**Things to do:**
**A)** Print everything in the passage on community organizing from "Very few community" down to "styles of organizing.", word for word.
**B)** Does the passage on community organizing agree with each of these statements? Answer yes or no for each, quoting the words that decide it.
(i) Alinsky-inspired militancy is the only way to empower a place-based community.
(ii) Organizers taking jobs with community developers is the primary cause.
(iii) Fewer nonprofit developers are actively engaged in community organizing.

::: Page text :::

Very few community organizers who go to work for community-based developers continue to ply their trade after they are hired. That is because fewer nonprofit developers are actively engaged in community organizing. I don’t mean to suggest that Alinsky-inspired militancy is the only way to engage or to empower a place-based community. There are many different styles of organizing.

But much of what passes for community organizing these days among nonprofits doing community development involves raising funds, marketing homes, or managing public relations instead of helping residents develop the skills and power to advocate for policies and resources benefiting their communities.

The situation is hardly better outdoors. Notwithstanding the flare-up of the Occupy movement, the periodic canvassing of public interest research groups, and the persistence of place-based organizers affiliated with groups like Right to the City, there are fewer cities where organizing on behalf of lower-income communities and communities of color is an enduring feature of the political landscape.

Organizers taking jobs with community developers is not the primary cause, of course. Many other factors are at work. But the ranks of community organizers are thinned whenever experienced people who have cut their teeth in the streets are enticed away.

::: Provided data :::

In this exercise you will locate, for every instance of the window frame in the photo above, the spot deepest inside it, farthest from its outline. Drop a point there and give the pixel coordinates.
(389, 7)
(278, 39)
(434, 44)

:::

**Solved tasks:**
**A)**
Very few community organizers who go to work for community-based developers continue to ply their trade after they are hired. That is because fewer nonprofit developers are actively engaged in community organizing. I don’t mean to suggest that Alinsky-inspired militancy is the only way to engage or to empower a place-based community. There are many different styles of organizing.

**B)**
(i) No: "I don’t mean to suggest that Alinsky-inspired militancy is the only way to engage or to empower a place-based community."
(ii) No: "Organizers taking jobs with community developers is not the primary cause, of course."
(iii) Yes: "fewer nonprofit developers are actively engaged in community organizing."